▶ **Problems to work on**:
(1) Using the workshop resolutions, answer the following:
(a) Which countries are named in parentheses as other repressive governments in the hemisphere?
(b) For how many years does the MAI lock in signatory countries?
(c) What date was suggested for the hemisphere-wide action against NAFTA?
(2) Reproduce everything in the workshop resolutions from "WOMEN & THE" down to "the World Bank.".
(3) Carry the workshop resolutions forward from their final line.

DRUG TRADE, MILITARIZATION AND HUMAN RIGHTS WORKSHOP
* We call for an immediate halt to all U.S. arms and equipment sales,
aid and training to the military and police in Mexico.
* We call for an immediate halt to all U.S. arms and equipment sales
and training to the military police in other repressive governments
in the hemisphere (including Colombia, Peru, and Argentina). The
trade union movement must also challenge and confront international
drug trading as a growing sector of exploitative globalization.
MULTILATERAL AGREEMENT ON INVESTMENT WORKSHOP
* We affirm that the Multilateral Agreement on Investment (MAI) has
to be stopped. It is essential to educate the public on the MAI. In
light of the Fast Track debate, there has been increased public
awareness on NAFTA's failures, so an important strategy must be to
show that MAI is an extension of NAFTA, but goes even further. For
example, the MAI locks in all signatory countries in this agreement
for 20 years - even if the country wishes to withdraw from the MAI.
WOMEN & THE FIGHT AGAINST STRUCTURAL ADJUSTMENT & FREE TRADE WORKSHOP
* We call for renewed commitment to the struggle against Fast Track,
Privatization, and the Structural Adjustment Plans of the
International Monetary Fund and the World Bank.
* We urge unionists and activists to work for the rights of women as
equal participants in the labor movement at all levels of membership
and leadership.
* We call for the enforcement of the UN Human Rights Treaties and
Beijing Platform for action for women, and the Convention on
elimination of all forms of discrimination against women.
* We urge that at all future conferences on labor rights, women
should be full and equal participants in the planning of every
program and panel, and that women's issues should be included on
every panel; and that convening organizations commit to developing
new leadership among women.
TRADE PACT AND SIDE AGREEMENTS WORKSHOP
* We call for a hemisphere-wide action against NAFTA. The date of the
Summit meeting in Chile was suggested as a likely date.
IMMIGRATION AND GLOBALIZATION WORKSHOP
* We urge the trade union movement to place itself at the forefront
of the struggle against immigration raids. This will also win
immigrants to unions.

▶ **Record extracts**:
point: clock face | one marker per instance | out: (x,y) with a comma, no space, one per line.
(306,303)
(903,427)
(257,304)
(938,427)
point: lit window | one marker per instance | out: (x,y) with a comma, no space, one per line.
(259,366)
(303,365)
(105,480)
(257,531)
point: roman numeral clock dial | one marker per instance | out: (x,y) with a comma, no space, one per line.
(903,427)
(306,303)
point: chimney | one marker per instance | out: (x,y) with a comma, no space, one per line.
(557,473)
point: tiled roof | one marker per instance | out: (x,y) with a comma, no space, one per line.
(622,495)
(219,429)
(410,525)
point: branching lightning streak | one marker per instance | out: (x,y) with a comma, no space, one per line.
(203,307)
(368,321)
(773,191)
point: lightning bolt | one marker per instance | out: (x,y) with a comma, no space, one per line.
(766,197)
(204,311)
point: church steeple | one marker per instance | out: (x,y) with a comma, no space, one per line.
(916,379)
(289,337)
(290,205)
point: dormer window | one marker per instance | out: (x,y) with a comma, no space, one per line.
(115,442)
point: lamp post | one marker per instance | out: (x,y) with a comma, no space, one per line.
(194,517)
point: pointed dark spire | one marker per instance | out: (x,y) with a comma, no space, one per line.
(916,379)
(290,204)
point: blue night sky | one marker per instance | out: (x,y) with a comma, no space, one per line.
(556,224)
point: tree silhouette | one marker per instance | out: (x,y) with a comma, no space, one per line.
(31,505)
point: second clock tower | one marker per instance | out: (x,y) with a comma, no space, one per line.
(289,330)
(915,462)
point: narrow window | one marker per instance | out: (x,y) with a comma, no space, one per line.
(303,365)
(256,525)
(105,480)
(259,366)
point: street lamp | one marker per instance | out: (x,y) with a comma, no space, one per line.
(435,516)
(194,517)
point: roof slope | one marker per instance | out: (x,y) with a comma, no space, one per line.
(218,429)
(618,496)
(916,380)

▶ **Outputs**:
(1)
(a) Colombia, Peru, and Argentina.
(b) 20 years.
(c) The date of the Summit meeting in Chile.

(2)
WOMEN & THE FIGHT AGAINST STRUCTURAL ADJUSTMENT & FREE TRADE WORKSHOP
* We call for renewed commitment to the struggle against Fast Track,
Privatization, and the Structural Adjustment Plans of the
International Monetary Fund and the World Bank.

(3)
* We call for endorsement of the Campaña del Voto 2000 (absentee
ballots for Mexican elections). We support the proposal to take
Campaña del Voto 2000 to unions (internal education) and to Central
Labor Councils for support.
* We urge support for the indigenous peoples' labor and cultural
rights, autonomy and self-determination to live in peace.
* We call for increased education in our unions and organizations on
the critical role of women's labor and women's labor exploitation in
the process of globalization. We particularly support the organizing
efforts of women workers.
* Given that immigration is a result of globalization, we engage in
the defense of peasant agriculture and peasant rights, as well as
international human rights.
* We support the challenge of organizing women, people of color, and
lesbian/gays and transgendered peoples.
* We support the call to endorse the Movimiento por Derechos de los
Inmigrantes "Papers for All Campaign" (Amnesty for Immigrants
Campaign)
LABOR AND THE ENVIRONMENT WORKSHOP
* We, the assembled delegates and participants in the Western
Hemisphere Workers' Conference Against NAFTA and Privatizations, will mobilize to prevent the adoption of the Multilateral Agreement on
Investment (MAI), to fight against "free trade" agreements such as
NAFTA, and to ensure essential services which are publicly owned and
controlled (such as education, housing and healthcare).
* We express our dismay and concern for our sister Marianne Gabriel,
who fell victim to a stroke Saturday evening while here with us. We
wish her a speedy recovery.
* Given that international trade agreements and privatizations have
been carried out by the Democratic and Republican parties, which are
both parties of big business, it is essential for working people to
run candidates for the U.S. Congress who are totally independent of
the Democratic and Republican parties.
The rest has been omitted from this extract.